-------- PASSAGE TO READ

Just because some of us haven’t spent millions on a diagnosis doesn’t mean we don’t know what is necessary for our kids to be successful. My children had IEPs, so I know what works for them in education. More time helps, quiet spaces, sleep, food, teachers explaining in certain ways. I make it happen without the disability office. We plan schedules, plan for sleep and food, they head to the library if they need quiet time. It is not perfect. They get Bs sometime. The other girls in the suite may be like my kids, no longer on an IEP or 504, but still with the same issues. Maybe they just got their requests for singles in first. Maybe the sleep talking bothered the roommate so much because she, too, has issues and needs quiet time and sleepand that’s part of her plan with the disabilities office? We don’t know.
My son is dx with autism spectrum disorder and also has significant anxiety and depression. The school he attends (not a UC) made it clear from the beginning that they do not give singles for those types of issues. They explained that it is their philosophy that these students, who are usually socially awkward, are poorly served by an isolated, single room and are better able to access college programming with a roommate. In addition, the dorm itself is usually chaotic enough that a single wouldn’t help that much. That’s what they told us.
In other words, at that college, the disability office believes that a person with a social disability not only does not need a single room, that person may be negatively affected by a single room. My son is fine - his roommate is very quiet and polite and no trouble - but this is an example of how a diagnosis can not be interpreted the way you think it needs to be interpreted.
BTW, to whoever suggested the student drive the 40 minutes to school, I think the OP said it was 40 mines, not 40 minutes. Its still certainly possible, but probably will be a longer commute.
And all the discussion of what will help the student. The testing needs to document that the student has a documented disability with a functional impairment, and without the needed accommodation, will not have equal access to the academic experience. So the report has to document what the functional impairment is, and how the requested accommodation will ameliorate the impairment. Its pretty straightforward when understood this way. Whats necessary to be successful vs a diagnosed disability that causes a functional impairment that requires the requested accommodation in order to have equal access are 2 different things.
OP, maybe these kids who “like to be alone” or “don’t like having a roommate” are just like your daughter, dealing with their own diagnosed, yet "invisible ", disabilities and perhaps they don’t want to share their private information with others. Just a thiught.
You are off track, Snowdog. No one here has suggested “why don’t I get help too?” What I have said is that the rest of us (i.e. those of us without sundry diagnoses) also have needs. We also need food, sleep, space and time to de-stress, yada, yada. Do you dispute that or do I need a battery of tests and a 15-page report to determine that I need food? To downplay the needs of others and make it seem like one kid is the only one who “needs” anything doesn’t help draw them to one’s cause.
The OP, for example, might think that a single should be made available for her D, even if it means taking one away from someone else who doesn’t have ADHD because that must mean she doesn’t “need” it. If that view gets carried to her D the resentment will be between the D and the 3 girls in the single rooms of her suite.

----------------
-------- DATA RECORDS

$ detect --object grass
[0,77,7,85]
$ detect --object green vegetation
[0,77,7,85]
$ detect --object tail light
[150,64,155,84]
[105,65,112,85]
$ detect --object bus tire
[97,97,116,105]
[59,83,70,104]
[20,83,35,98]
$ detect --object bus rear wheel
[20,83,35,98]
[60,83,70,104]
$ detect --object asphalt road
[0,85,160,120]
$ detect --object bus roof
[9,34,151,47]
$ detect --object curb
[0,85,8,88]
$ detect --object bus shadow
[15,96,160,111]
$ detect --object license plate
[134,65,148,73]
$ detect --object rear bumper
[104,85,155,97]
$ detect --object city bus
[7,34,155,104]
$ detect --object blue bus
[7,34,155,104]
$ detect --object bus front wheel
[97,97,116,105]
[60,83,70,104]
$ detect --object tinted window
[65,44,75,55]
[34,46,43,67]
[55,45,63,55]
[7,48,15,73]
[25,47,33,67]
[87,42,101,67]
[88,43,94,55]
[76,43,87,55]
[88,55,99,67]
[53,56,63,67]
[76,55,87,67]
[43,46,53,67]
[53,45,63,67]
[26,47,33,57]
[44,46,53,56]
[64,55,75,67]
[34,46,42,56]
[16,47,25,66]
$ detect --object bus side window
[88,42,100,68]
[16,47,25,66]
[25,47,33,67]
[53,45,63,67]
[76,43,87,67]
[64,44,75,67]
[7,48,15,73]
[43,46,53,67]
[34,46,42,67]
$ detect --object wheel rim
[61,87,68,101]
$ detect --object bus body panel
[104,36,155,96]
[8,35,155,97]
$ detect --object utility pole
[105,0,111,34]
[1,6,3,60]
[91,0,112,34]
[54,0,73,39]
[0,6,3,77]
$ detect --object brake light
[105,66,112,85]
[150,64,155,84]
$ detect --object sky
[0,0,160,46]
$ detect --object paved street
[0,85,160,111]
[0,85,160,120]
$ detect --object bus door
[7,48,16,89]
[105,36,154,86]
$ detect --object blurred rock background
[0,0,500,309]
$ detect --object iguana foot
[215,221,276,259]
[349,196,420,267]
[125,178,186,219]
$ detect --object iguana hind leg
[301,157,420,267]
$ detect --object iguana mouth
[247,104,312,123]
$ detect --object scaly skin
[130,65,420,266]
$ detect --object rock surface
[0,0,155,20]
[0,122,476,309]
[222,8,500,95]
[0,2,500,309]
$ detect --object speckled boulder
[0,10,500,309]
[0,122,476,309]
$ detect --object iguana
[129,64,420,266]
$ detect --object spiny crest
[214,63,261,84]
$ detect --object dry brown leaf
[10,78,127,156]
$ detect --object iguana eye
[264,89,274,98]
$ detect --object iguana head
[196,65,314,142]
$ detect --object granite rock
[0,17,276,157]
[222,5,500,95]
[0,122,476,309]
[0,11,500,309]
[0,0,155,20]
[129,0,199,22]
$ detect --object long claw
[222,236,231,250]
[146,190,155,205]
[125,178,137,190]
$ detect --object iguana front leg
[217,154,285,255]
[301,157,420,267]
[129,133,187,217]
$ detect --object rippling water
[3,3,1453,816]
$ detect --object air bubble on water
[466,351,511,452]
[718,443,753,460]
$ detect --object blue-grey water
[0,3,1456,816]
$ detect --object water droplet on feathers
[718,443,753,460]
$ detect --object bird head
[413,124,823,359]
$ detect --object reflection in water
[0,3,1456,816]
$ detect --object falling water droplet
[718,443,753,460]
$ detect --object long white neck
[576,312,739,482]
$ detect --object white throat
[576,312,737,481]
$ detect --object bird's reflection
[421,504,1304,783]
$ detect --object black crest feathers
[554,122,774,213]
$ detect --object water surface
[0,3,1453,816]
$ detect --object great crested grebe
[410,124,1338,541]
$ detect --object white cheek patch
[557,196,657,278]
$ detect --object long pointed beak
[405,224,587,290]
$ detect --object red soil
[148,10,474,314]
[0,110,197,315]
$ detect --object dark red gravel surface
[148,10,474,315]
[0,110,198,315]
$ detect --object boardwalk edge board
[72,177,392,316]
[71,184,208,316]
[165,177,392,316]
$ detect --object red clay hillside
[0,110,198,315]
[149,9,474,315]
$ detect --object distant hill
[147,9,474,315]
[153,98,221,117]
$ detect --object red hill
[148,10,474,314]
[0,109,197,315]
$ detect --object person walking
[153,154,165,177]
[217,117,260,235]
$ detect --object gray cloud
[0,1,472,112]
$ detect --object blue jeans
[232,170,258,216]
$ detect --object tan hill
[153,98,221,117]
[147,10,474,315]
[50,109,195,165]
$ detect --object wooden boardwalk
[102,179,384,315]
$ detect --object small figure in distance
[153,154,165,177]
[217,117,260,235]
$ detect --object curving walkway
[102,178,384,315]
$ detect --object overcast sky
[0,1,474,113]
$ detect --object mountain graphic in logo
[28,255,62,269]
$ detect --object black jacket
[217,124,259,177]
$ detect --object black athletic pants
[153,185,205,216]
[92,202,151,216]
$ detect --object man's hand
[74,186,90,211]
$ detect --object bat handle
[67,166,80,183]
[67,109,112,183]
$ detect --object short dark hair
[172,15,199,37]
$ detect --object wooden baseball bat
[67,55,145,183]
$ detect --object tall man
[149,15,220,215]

----------------

> PROBLEMS TO SOLVE
a - Condense the paragraph of the discussion that begins "My son is dx with autism" into a shorter version that keeps its main facts.
b - Copy the part of the discussion between "You are off" and "of her suite.", inclusive, but swap "Snowdog" for "friend".
The entries have nothing to do with the discussion.

> TASK RESPONSES
a - The writer's son has been diagnosed with autism spectrum disorder, along with significant anxiety and depression. His school, which is not a UC, said from the start that it does not give singles for such issues. Its view is that these students, often socially awkward, are poorly served by an isolated single room and can better access college programming with a roommate. It also noted that the dorm is usually chaotic enough that a single would not help much.

b -
You are off track, friend. No one here has suggested “why don’t I get help too?” What I have said is that the rest of us (i.e. those of us without sundry diagnoses) also have needs. We also need food, sleep, space and time to de-stress, yada, yada. Do you dispute that or do I need a battery of tests and a 15-page report to determine that I need food? To downplay the needs of others and make it seem like one kid is the only one who “needs” anything doesn’t help draw them to one’s cause.
The OP, for example, might think that a single should be made available for her D, even if it means taking one away from someone else who doesn’t have ADHD because that must mean she doesn’t “need” it. If that view gets carried to her D the resentment will be between the D and the 3 girls in the single rooms of her suite.